> [EXERCISE AIM]: Please retype the following passage on bhakri, the Indian flatbread, word for word.

> [EXTRACT PROVIDED]:

════════════════

Flatbread of western and central India

Bhakri is a round flatbread often eaten in the cuisines of the states of Maharashtra, Gujarat, Rajasthan, and Karnataka in India. Bhakri is prepared using jowar or bajra, which make a coarser bread than does regular wheat chapati flour.
Bhakri can be either soft or hard in texture, unlike khakhra, which is always hard.

==Grains and variants==
Different types of millet are the common grains used for making bhakris. These millet bhakris are popular in the Deccan Plateau regions of India (Maharashtra and Northern Karnataka) as well as the semi-arid regions of Rajasthan. In the coastal Konkan and Goa regions of western India rice flour is used for making bhakri.
1. Jowar bhakri – Jowar bhakris are the most common type of bhakri. The dough is prepared by mixing jowar flour with hot water and then flattened by hand.
2. Bajra bhakri – Bajra bhakris are mainly prepared in winter, especially near the festival of Sankranti. The preparation is similar to jowar bhakris.
3. Makai bhakri – Cornmeal bhakris are commonly prepared during winters. Also known as makai no rotlo in Gujarati and makyachi bhakri in Marathi.
4. Ragi bhakri – Ragi bhakhris, or ragi rottis, are made of red finger millet. They are prepared similarly to other bhakris.

════════════════

> [INFORMATION PROVIDED]:
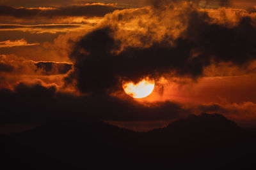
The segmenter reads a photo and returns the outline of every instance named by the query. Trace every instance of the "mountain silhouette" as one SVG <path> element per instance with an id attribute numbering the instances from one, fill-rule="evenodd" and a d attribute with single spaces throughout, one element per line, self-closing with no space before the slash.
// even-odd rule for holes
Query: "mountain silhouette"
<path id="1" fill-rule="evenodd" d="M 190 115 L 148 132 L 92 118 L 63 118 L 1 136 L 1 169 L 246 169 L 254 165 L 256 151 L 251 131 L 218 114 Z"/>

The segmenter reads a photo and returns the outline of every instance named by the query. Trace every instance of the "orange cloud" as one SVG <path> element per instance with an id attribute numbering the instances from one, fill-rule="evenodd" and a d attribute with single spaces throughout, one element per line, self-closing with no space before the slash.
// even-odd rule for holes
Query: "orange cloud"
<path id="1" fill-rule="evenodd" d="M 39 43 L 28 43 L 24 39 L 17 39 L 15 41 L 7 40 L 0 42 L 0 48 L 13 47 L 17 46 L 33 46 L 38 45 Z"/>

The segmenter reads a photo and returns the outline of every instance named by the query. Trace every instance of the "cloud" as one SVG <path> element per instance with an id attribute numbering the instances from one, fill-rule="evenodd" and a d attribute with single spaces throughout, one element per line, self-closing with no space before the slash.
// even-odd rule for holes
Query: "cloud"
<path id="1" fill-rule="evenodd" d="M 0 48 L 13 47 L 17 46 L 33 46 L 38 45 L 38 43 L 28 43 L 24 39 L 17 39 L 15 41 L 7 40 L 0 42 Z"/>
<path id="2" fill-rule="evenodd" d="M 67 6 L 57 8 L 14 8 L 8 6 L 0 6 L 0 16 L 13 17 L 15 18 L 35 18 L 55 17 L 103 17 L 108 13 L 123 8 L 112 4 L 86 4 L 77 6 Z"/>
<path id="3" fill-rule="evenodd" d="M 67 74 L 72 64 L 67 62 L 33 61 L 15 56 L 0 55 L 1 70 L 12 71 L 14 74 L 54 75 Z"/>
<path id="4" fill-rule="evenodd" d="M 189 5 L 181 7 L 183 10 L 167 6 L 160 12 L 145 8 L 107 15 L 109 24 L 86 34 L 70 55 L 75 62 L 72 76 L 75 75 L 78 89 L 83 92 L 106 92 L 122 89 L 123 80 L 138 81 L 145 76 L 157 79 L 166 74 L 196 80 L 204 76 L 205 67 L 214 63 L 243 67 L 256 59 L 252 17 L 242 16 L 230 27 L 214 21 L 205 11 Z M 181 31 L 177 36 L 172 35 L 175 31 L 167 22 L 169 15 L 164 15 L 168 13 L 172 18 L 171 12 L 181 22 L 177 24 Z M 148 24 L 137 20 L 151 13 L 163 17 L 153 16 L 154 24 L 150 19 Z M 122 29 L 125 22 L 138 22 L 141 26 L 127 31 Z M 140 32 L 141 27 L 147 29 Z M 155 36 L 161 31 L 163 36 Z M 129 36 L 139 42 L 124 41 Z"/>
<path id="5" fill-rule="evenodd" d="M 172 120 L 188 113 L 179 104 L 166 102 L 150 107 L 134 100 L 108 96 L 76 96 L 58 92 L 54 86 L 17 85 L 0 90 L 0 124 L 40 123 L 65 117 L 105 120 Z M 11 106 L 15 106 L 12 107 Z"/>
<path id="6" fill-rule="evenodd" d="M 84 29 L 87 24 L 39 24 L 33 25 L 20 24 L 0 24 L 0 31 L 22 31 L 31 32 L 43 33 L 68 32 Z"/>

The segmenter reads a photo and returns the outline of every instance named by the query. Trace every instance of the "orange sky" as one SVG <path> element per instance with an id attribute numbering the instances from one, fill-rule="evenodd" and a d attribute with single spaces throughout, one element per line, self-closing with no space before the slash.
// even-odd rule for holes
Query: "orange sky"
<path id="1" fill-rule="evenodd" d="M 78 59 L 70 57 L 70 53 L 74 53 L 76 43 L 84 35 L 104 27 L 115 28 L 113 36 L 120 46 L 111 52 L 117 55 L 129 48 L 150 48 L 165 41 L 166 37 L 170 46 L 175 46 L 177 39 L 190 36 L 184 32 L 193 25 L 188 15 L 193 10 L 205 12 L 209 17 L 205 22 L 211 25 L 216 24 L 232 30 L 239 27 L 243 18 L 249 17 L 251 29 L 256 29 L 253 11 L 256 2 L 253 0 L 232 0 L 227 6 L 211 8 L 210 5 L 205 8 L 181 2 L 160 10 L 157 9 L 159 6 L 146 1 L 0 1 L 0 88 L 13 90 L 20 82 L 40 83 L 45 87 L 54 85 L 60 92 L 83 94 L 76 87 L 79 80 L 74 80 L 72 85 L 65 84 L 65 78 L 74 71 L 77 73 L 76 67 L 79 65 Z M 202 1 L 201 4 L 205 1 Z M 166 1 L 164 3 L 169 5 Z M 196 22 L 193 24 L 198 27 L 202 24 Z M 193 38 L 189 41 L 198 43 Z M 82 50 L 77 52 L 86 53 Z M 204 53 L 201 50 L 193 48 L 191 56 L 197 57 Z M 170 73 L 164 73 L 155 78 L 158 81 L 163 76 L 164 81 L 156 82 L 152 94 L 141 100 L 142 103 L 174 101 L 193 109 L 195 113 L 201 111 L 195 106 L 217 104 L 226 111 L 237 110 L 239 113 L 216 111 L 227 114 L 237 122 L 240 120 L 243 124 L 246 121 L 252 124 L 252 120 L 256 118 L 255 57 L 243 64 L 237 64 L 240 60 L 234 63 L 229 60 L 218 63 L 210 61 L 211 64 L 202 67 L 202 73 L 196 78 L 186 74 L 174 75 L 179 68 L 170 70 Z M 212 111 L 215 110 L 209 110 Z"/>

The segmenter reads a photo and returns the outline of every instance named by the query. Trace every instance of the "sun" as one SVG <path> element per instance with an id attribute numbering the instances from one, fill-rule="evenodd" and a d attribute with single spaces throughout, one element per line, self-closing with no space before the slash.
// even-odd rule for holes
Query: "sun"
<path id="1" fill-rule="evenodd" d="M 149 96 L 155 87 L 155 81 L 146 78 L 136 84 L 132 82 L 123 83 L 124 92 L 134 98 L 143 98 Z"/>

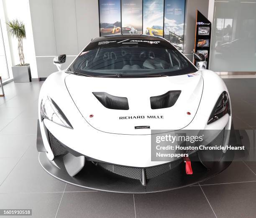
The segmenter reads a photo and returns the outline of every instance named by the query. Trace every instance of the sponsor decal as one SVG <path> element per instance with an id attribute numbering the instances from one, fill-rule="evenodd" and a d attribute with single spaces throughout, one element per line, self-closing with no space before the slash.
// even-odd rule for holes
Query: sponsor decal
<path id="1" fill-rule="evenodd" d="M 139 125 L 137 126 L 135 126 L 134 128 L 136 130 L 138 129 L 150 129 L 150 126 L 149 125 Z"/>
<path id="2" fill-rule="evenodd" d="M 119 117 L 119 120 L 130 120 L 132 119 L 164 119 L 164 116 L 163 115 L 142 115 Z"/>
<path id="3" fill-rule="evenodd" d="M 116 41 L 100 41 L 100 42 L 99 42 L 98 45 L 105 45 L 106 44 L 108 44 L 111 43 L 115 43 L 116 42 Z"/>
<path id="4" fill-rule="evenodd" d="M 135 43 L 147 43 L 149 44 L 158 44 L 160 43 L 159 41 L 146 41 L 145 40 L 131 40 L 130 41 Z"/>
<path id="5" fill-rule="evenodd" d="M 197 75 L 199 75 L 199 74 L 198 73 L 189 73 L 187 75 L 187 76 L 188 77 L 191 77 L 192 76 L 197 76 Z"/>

════════════════

> [RESPONSE AREA]:
Flatbread of western and central India

Bhakri is a round flatbread often eaten in the cuisines of the states of Maharashtra, Gujarat, Rajasthan, and Karnataka in India. Bhakri is prepared using jowar or bajra, which make a coarser bread than does regular wheat chapati flour.
Bhakri can be either soft or hard in texture, unlike khakhra, which is always hard.

==Grains and variants==
Different types of millet are the common grains used for making bhakris. These millet bhakris are popular in the Deccan Plateau regions of India (Maharashtra and Northern Karnataka) as well as the semi-arid regions of Rajasthan. In the coastal Konkan and Goa regions of western India rice flour is used for making bhakri.
1. Jowar bhakri – Jowar bhakris are the most common type of bhakri. The dough is prepared by mixing jowar flour with hot water and then flattened by hand.
2. Bajra bhakri – Bajra bhakris are mainly prepared in winter, especially near the festival of Sankranti. The preparation is similar to jowar bhakris.
3. Makai bhakri – Cornmeal bhakris are commonly prepared during winters. Also known as makai no rotlo in Gujarati and makyachi bhakri in Marathi.
4. Ragi bhakri – Ragi bhakhris, or ragi rottis, are made of red finger millet. They are prepared similarly to other bhakris.